TASK PROMPT: Could you reproduce the material word for word, from the line containing "Can you find the blue jeans?" through the line containing "x=656, y=161", with both of those lines included?

AVAILABLE DATA:
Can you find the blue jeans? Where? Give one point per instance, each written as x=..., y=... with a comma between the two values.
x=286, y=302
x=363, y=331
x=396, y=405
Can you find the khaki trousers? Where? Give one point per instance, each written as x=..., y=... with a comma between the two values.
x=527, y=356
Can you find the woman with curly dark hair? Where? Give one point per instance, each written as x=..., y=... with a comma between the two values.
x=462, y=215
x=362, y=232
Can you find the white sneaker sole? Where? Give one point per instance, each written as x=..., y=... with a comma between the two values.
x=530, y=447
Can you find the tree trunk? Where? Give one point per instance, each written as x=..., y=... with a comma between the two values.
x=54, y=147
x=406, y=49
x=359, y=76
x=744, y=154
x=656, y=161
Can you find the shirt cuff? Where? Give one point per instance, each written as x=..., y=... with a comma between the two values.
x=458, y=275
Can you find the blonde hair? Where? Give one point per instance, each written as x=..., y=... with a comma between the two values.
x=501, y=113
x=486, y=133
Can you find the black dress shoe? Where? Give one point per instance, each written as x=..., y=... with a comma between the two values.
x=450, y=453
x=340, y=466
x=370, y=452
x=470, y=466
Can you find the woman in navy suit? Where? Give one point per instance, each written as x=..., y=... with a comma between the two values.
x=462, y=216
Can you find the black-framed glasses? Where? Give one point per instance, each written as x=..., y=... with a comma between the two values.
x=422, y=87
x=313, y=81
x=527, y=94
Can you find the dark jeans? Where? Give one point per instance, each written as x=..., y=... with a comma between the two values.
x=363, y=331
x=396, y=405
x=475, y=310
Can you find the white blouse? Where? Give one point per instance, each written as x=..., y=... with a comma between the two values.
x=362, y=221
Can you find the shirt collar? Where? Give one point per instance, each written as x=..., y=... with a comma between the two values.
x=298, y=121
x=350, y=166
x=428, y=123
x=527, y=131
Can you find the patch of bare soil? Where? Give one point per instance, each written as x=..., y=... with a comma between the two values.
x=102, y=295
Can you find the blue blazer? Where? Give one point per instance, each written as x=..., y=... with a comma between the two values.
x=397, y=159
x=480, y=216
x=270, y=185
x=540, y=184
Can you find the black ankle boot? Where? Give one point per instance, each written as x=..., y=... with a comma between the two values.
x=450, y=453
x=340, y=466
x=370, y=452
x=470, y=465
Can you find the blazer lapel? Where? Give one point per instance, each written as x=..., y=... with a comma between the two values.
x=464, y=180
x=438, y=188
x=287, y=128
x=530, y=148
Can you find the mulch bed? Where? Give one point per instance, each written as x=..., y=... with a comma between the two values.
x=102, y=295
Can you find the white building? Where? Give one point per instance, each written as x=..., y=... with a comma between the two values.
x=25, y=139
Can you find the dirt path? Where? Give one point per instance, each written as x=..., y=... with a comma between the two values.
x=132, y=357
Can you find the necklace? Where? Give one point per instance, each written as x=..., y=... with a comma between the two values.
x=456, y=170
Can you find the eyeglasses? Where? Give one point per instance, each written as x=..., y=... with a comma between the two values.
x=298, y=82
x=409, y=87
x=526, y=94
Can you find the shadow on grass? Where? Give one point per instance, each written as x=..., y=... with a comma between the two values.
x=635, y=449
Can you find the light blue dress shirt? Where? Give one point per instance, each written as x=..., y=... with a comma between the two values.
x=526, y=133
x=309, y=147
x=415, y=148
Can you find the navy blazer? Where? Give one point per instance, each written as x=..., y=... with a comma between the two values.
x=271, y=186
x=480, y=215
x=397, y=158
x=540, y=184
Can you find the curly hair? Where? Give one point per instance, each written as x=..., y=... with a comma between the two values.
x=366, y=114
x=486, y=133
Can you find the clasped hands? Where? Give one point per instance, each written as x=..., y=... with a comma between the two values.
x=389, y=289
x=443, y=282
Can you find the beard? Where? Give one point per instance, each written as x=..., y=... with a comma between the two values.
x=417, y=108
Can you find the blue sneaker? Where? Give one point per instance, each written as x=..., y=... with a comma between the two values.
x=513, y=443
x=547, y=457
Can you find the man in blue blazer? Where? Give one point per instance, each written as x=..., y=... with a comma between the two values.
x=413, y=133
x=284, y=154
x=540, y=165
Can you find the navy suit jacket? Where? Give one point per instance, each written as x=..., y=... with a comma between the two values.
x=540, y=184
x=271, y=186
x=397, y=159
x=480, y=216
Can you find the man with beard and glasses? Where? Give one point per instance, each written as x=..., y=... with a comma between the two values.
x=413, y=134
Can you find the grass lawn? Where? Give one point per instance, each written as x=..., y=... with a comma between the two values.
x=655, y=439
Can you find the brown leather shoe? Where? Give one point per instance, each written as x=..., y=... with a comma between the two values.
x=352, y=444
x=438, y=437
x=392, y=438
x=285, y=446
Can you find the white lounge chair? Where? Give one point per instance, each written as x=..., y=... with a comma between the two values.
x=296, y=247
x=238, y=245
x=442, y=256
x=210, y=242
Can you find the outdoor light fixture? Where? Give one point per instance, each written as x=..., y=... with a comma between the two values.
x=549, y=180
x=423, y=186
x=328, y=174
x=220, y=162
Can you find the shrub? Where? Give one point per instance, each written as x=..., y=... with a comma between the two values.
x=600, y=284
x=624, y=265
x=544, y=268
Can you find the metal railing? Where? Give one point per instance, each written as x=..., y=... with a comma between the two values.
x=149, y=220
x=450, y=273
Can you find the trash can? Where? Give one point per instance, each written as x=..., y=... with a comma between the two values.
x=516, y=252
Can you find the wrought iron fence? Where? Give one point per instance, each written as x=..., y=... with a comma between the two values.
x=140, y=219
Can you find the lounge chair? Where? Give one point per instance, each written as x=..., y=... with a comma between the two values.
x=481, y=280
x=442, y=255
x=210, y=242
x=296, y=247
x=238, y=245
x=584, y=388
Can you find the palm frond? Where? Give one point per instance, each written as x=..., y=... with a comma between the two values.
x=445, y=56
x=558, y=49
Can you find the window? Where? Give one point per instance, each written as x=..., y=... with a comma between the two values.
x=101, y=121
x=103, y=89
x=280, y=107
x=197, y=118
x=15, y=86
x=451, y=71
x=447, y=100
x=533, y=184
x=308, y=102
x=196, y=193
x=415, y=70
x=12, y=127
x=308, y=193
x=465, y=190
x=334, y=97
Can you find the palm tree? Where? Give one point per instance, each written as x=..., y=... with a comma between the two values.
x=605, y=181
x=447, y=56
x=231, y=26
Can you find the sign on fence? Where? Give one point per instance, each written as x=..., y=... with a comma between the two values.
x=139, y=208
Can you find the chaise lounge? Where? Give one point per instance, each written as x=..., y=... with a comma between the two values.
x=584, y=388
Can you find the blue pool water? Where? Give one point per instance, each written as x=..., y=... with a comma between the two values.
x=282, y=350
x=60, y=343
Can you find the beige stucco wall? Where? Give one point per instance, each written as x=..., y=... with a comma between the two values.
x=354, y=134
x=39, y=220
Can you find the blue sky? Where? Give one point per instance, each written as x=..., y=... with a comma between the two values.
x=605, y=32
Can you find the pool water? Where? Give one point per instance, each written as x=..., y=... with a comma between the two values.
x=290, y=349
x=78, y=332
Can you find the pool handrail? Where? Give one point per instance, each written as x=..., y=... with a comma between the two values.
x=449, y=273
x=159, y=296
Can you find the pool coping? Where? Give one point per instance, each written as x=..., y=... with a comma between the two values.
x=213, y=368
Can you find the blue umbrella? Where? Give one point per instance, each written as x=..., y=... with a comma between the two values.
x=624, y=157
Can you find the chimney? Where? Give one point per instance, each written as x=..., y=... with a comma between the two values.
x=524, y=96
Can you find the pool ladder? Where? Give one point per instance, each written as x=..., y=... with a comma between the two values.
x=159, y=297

...

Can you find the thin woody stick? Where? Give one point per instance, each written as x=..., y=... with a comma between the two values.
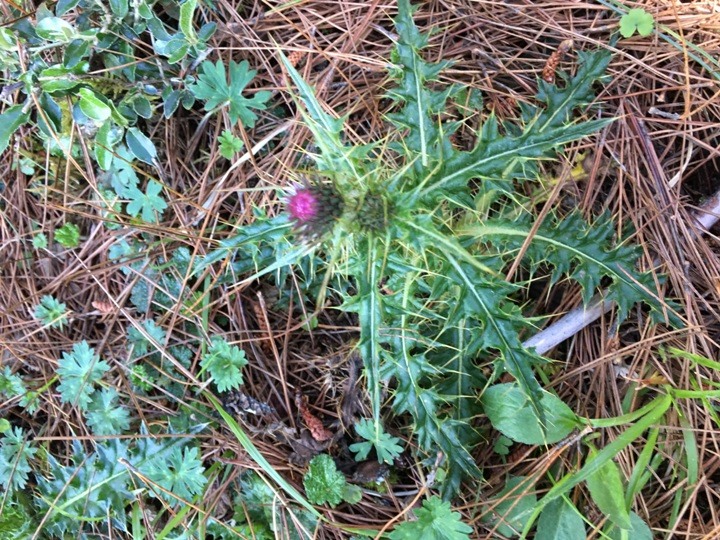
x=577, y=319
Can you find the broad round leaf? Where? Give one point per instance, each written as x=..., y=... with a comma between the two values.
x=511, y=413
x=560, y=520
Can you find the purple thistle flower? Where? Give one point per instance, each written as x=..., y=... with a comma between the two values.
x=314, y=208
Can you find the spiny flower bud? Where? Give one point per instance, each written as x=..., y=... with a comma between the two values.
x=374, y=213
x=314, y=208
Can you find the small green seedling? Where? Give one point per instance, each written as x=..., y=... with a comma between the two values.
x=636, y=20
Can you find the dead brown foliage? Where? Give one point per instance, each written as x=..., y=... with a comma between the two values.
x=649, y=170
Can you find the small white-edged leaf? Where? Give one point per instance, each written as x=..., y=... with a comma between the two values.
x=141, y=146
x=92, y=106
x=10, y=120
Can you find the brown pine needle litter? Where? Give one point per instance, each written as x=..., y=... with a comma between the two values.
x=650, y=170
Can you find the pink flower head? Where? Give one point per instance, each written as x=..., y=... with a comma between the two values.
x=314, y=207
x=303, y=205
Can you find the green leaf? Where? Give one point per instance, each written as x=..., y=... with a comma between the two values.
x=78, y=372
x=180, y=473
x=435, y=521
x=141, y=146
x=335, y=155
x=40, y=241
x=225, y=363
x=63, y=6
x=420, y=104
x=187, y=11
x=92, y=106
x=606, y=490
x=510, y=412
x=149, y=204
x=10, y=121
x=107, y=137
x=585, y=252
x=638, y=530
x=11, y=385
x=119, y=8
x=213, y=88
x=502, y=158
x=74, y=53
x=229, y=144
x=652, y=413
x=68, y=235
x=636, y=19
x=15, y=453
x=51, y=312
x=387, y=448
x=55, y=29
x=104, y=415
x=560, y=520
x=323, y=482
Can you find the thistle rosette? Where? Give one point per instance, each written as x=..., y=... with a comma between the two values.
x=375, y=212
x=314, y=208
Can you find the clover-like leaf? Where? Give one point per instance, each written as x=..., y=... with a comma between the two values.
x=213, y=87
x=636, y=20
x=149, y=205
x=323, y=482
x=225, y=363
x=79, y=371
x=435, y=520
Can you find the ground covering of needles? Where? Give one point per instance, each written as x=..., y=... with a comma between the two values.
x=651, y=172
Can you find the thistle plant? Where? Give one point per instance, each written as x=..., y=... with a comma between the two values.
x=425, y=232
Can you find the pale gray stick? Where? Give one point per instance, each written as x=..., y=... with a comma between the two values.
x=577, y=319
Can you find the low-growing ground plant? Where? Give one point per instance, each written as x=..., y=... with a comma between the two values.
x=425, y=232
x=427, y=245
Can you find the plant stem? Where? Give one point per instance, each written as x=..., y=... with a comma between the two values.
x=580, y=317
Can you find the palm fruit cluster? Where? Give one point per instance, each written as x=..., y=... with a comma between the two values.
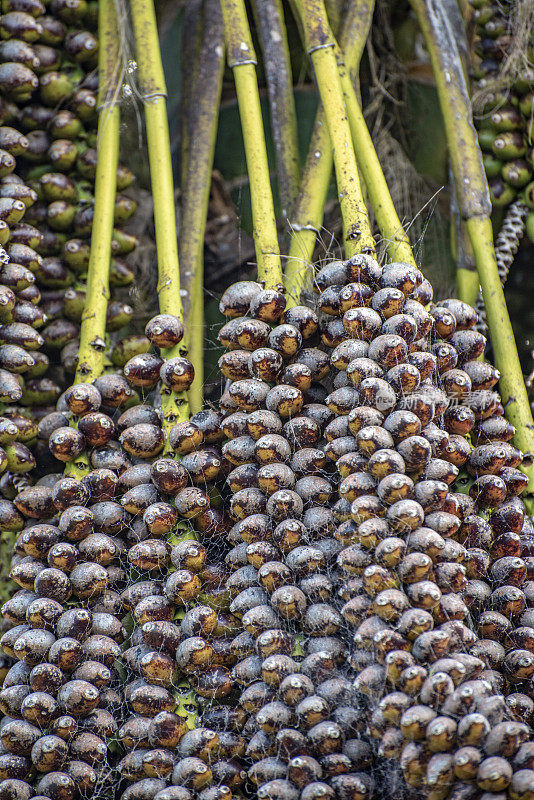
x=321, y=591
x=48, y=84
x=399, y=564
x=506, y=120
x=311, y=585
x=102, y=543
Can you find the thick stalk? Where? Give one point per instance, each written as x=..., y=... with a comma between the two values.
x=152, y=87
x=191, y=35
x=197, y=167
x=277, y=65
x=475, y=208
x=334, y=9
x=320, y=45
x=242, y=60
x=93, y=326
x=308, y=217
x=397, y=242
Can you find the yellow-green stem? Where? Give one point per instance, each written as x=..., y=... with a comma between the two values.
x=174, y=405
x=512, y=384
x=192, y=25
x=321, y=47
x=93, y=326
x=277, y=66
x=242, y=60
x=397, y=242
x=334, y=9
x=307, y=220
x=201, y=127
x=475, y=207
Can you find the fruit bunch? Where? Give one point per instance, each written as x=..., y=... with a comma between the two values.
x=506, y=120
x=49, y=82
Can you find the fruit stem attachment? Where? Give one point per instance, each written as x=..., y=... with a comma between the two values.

* * *

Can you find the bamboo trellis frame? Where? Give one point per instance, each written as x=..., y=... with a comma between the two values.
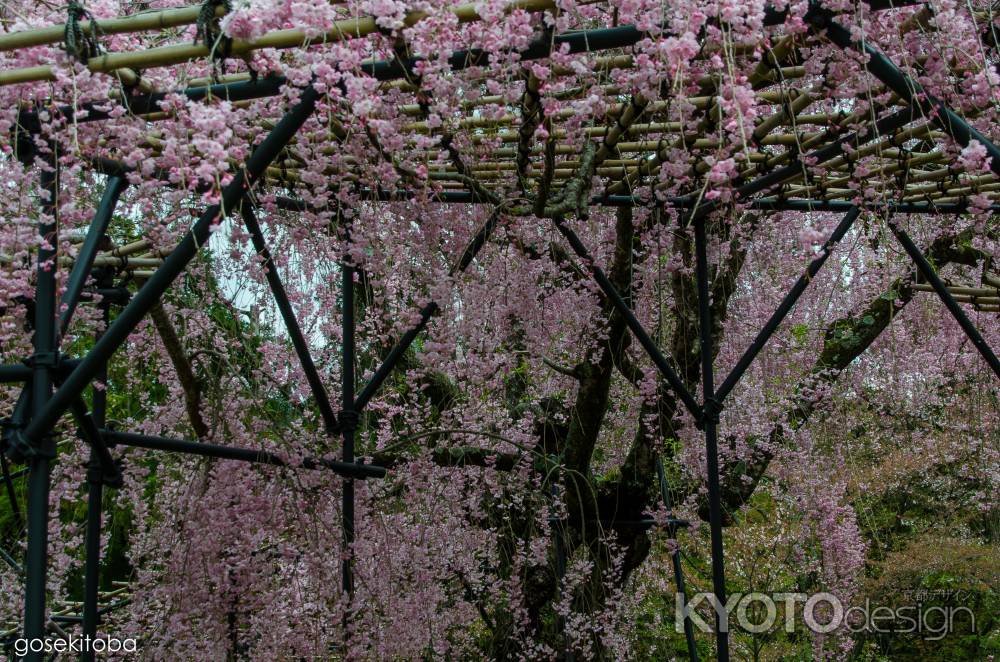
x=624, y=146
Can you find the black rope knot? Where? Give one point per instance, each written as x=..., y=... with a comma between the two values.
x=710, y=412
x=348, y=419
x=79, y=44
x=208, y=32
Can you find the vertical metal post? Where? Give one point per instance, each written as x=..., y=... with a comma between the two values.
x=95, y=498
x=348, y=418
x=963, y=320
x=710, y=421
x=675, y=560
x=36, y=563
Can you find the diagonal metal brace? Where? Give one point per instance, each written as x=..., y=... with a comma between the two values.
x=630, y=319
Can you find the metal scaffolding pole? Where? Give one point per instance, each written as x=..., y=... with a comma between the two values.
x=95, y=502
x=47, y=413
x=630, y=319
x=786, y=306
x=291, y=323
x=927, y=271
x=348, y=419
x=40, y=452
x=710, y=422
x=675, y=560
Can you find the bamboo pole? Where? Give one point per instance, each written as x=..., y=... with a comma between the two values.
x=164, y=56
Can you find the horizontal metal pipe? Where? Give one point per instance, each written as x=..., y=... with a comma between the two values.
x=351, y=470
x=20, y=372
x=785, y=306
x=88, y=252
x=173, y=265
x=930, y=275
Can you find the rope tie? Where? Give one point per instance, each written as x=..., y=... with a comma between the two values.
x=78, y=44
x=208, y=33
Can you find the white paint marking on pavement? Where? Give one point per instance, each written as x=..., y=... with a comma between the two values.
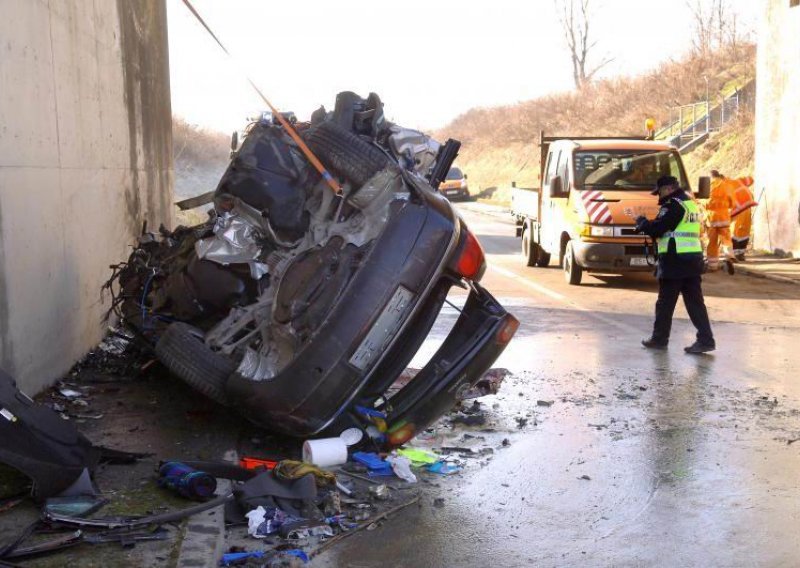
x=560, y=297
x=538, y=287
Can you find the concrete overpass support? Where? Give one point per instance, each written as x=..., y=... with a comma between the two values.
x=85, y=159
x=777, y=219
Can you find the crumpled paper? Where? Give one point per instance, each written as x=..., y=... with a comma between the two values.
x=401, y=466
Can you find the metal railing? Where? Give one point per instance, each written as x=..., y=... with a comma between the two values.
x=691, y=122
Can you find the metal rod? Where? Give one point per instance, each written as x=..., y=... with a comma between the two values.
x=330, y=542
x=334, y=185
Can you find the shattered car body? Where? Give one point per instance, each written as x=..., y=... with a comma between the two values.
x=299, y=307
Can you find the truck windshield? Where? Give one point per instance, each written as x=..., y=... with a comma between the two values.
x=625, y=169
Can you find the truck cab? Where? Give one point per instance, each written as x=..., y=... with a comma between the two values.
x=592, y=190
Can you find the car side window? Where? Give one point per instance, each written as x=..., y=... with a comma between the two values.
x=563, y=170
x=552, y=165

WRITTEN SOLUTION:
Can you find the blue jeans? Where? Give one point per instance, each written as x=..., y=... with a comma between the two values.
x=286, y=302
x=363, y=331
x=396, y=405
Can you find the khaki trousers? Where? Give one point per instance, each written as x=..., y=... with a comma between the two values.
x=527, y=356
Can you find the woman with curly dark hair? Where? Give one point per instance, each written as x=..., y=... with a comma between the two values.
x=462, y=215
x=362, y=232
Can you find the white sneaker sole? Where? Give one point per instance, each written as x=..., y=... with a comma between the two values.
x=530, y=447
Can you find the tree trunk? Where? Give one point per instance, each written as x=..., y=... with a comma between the two values.
x=54, y=147
x=406, y=49
x=359, y=76
x=744, y=154
x=656, y=161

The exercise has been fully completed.